## To be done
Could you render every line of the rows below as a Markdown table with the columns Line No. and Text, dropping blank lines and leaving the pictures out?

Dataset excerpts on object pointing:
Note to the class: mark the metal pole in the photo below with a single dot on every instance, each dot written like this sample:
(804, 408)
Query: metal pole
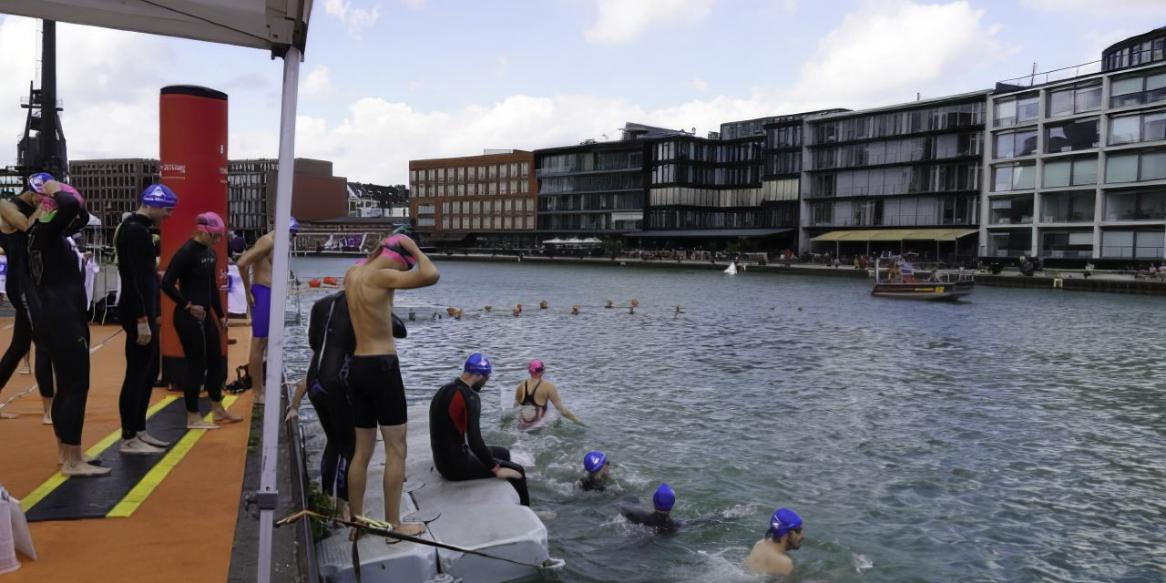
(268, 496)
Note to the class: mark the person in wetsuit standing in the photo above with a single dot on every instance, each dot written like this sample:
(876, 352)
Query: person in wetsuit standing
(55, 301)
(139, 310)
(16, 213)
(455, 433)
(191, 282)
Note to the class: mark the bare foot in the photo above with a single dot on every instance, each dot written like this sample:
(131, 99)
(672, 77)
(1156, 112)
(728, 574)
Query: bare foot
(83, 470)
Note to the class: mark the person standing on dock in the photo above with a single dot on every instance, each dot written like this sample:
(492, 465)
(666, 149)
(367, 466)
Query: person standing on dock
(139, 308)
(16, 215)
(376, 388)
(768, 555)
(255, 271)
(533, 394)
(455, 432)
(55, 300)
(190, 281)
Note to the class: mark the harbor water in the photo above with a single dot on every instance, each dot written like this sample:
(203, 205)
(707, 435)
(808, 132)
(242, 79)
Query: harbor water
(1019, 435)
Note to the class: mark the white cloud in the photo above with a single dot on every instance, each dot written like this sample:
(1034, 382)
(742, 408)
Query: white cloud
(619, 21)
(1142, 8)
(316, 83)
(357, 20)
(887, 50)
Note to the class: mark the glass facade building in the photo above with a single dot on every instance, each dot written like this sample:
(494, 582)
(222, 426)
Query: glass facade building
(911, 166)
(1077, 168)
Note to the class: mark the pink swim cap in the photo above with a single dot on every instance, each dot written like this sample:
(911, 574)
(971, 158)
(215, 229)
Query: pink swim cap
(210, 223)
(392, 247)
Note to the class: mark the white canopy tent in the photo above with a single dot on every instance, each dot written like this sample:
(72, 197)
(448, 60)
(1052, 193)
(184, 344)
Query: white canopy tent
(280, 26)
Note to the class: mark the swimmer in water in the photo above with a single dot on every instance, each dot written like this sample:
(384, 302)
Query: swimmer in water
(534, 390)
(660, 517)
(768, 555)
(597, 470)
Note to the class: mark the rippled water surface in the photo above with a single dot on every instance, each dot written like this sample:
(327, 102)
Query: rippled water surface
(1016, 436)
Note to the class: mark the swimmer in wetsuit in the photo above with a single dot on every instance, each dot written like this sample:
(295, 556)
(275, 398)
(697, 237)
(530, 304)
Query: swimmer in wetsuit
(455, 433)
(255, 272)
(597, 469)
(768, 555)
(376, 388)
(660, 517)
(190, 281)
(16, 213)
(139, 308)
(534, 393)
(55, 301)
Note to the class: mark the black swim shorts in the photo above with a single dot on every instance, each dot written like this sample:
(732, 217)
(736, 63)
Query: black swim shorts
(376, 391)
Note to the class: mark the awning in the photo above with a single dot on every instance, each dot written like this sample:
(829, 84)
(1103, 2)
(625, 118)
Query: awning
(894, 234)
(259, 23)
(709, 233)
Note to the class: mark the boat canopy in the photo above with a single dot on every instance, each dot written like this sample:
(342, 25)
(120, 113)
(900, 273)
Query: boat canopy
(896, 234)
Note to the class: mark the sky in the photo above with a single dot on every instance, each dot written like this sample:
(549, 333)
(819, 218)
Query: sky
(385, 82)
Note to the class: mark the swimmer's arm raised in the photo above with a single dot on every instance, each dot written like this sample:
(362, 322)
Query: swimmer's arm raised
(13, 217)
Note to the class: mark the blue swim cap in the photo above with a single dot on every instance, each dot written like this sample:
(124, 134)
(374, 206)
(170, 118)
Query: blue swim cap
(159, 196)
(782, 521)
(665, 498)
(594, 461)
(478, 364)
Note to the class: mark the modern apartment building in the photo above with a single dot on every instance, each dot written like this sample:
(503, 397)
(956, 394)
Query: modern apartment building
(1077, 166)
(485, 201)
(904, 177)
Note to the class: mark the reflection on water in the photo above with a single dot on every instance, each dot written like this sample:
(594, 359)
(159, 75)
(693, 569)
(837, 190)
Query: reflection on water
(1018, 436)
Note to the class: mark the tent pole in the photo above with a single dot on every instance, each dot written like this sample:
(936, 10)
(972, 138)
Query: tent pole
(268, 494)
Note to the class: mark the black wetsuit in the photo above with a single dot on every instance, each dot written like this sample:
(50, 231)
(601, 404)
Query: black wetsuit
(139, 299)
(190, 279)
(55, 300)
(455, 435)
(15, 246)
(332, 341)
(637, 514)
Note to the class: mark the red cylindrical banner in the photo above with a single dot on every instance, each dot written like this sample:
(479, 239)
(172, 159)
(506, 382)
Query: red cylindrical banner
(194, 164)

## Solution for this exercise
| Line No. | Text |
|---|---|
| 1 | Note to the class: mark the metal pole in the photo below with a single dot on every instance, each dot written like this sample: |
| 2 | (804, 408) |
| 3 | Query: metal pole |
| 4 | (268, 496) |
| 5 | Note to the class: mark the person in wetsuit standing in the photo above with a single dot on every instance, each dot written like this sample: |
| 6 | (876, 352) |
| 7 | Query: person in wetsuit standing |
| 8 | (55, 301) |
| 9 | (139, 310) |
| 10 | (16, 213) |
| 11 | (455, 433) |
| 12 | (191, 282) |
| 13 | Note to the class: mark the bare foot in the photo above with a single dot on every instance, each dot written like this sample: |
| 14 | (131, 99) |
| 15 | (672, 77) |
| 16 | (1156, 112) |
| 17 | (728, 574) |
| 18 | Query: bare foot |
| 19 | (83, 470) |
| 20 | Note to the class: mark the person standing on dock in the photo above with a single dot on every instance, each dot written like this sample: |
| 21 | (492, 465) |
| 22 | (666, 149) |
| 23 | (367, 466) |
| 24 | Query: person standing on dock |
| 25 | (139, 308) |
| 26 | (16, 215) |
| 27 | (376, 388) |
| 28 | (768, 555) |
| 29 | (255, 271) |
| 30 | (533, 394) |
| 31 | (455, 432) |
| 32 | (55, 300) |
| 33 | (190, 281) |
| 34 | Note to the class: mark the harbor water in the photo above with a single dot on every instance, each dot written like this sample: |
| 35 | (203, 205) |
| 36 | (707, 435) |
| 37 | (808, 132) |
| 38 | (242, 79) |
| 39 | Query: harbor water |
| 40 | (1019, 435) |
| 41 | Note to the class: mark the white cloud in the photo above with a single dot on every instance, each dot written like this sample: |
| 42 | (1034, 382) |
| 43 | (742, 408) |
| 44 | Query: white cloud |
| 45 | (619, 21) |
| 46 | (1142, 8) |
| 47 | (316, 83) |
| 48 | (357, 20) |
| 49 | (887, 50) |
| 50 | Note to the class: mark the glass facade building in the photo above with a single dot on every instance, each dot written like this sample: |
| 51 | (494, 582) |
| 52 | (222, 426) |
| 53 | Query: glass facade building |
| 54 | (911, 166) |
| 55 | (1077, 168) |
| 56 | Note to the class: mark the pink swim cap in the photo above with a single dot on every instance, each dot written like this sample: |
| 57 | (911, 574) |
| 58 | (971, 158) |
| 59 | (215, 229) |
| 60 | Query: pink swim cap |
| 61 | (210, 223) |
| 62 | (392, 247) |
| 63 | Note to the class: mark the white canopy tent in the photo above with a single dot on every instance, each dot written like this sample: |
| 64 | (72, 197) |
| 65 | (448, 60) |
| 66 | (1052, 193) |
| 67 | (184, 344) |
| 68 | Query: white canopy tent |
| 69 | (280, 26) |
| 70 | Note to the class: mark the swimmer in water in the photo above with a single dot on every instance, each dot written like this sample: |
| 71 | (384, 302) |
| 72 | Query: swimmer in water |
| 73 | (534, 390) |
| 74 | (660, 517) |
| 75 | (768, 555) |
| 76 | (597, 470) |
| 77 | Note to the class: mark the rippled water surface in the photo above with a single dot on every instance, each dot written like this sample: |
| 78 | (327, 102) |
| 79 | Query: rippled water surface |
| 80 | (1016, 436) |
| 81 | Note to the class: mark the swimmer in wetsuit in the photo above with a single dot on every instance, each dot written like this sample: |
| 82 | (295, 556) |
| 83 | (275, 398) |
| 84 | (697, 237) |
| 85 | (530, 304) |
| 86 | Query: swimmer in wetsuit |
| 87 | (455, 433) |
| 88 | (255, 272) |
| 89 | (597, 469) |
| 90 | (768, 555) |
| 91 | (376, 388) |
| 92 | (660, 517) |
| 93 | (190, 281) |
| 94 | (16, 213) |
| 95 | (139, 308) |
| 96 | (534, 393) |
| 97 | (55, 301) |
| 98 | Note to the class: mark the black swim shorts in the photo above with a single dot on every instance, each dot written like this sample: |
| 99 | (732, 217) |
| 100 | (736, 63) |
| 101 | Query: black swim shorts |
| 102 | (376, 391) |
| 103 | Note to the class: mark the awning in the photo above with a single dot on every instance, each dot written like this sample: |
| 104 | (829, 84) |
| 105 | (1103, 2) |
| 106 | (625, 118) |
| 107 | Query: awning |
| 108 | (894, 234) |
| 109 | (259, 23) |
| 110 | (709, 233) |
| 111 | Note to the class: mark the boat canopy in the photo above with a single dot on every instance, each dot written like this sample: |
| 112 | (342, 25) |
| 113 | (120, 113) |
| 114 | (900, 273) |
| 115 | Query: boat canopy |
| 116 | (896, 234) |
| 117 | Note to the class: mark the sky in the photo above with a single dot on every instance, each dot written like this sample: |
| 118 | (549, 333) |
| 119 | (819, 218) |
| 120 | Query: sky |
| 121 | (385, 82) |
| 122 | Note to the class: mark the swimmer's arm raised in the photo above with a single dot on every instance, each dot written like this sample: |
| 123 | (362, 322) |
| 124 | Query: swimmer's arm raised |
| 125 | (13, 217) |
| 126 | Note to the class: mark the blue swim cap in the photo above with a single dot on every instance, each dot written like this sample: |
| 127 | (124, 134) |
| 128 | (374, 206) |
| 129 | (170, 118) |
| 130 | Query: blue swim cap |
| 131 | (159, 196) |
| 132 | (782, 521) |
| 133 | (665, 498) |
| 134 | (594, 461) |
| 135 | (478, 364) |
| 136 | Note to the class: mark the modern apartment building in the photo above with a single dot on every instance, each dot written like this sample: |
| 137 | (503, 397) |
| 138 | (956, 394) |
| 139 | Query: modern apartment building |
| 140 | (1077, 166) |
| 141 | (485, 201) |
| 142 | (904, 177) |
| 143 | Note to the class: mark the reflection on water in the photo above with a single dot on every instance, each dot written like this sample: |
| 144 | (594, 359) |
| 145 | (159, 75) |
| 146 | (693, 569) |
| 147 | (837, 190) |
| 148 | Query: reflection on water |
| 149 | (1018, 436) |
| 150 | Note to the class: mark the tent pole in the photo above with a single dot on every instance, each dot written like this sample: |
| 151 | (936, 10) |
| 152 | (972, 138) |
| 153 | Query: tent pole |
| 154 | (268, 494) |
| 155 | Note to the class: mark the black wetsuit in the photo above with a single dot on every instance, each dot written like this sample: |
| 156 | (50, 231) |
| 157 | (601, 404) |
| 158 | Query: black wetsuit |
| 159 | (139, 299) |
| 160 | (190, 279) |
| 161 | (55, 300) |
| 162 | (455, 435) |
| 163 | (15, 246) |
| 164 | (332, 341) |
| 165 | (637, 514) |
| 166 | Note to the class: mark the red cylindrical banner in the photo above with a single dot on every instance, each dot written like this sample: |
| 167 | (479, 239) |
| 168 | (172, 159) |
| 169 | (506, 382) |
| 170 | Query: red cylindrical banner |
| 171 | (194, 164) |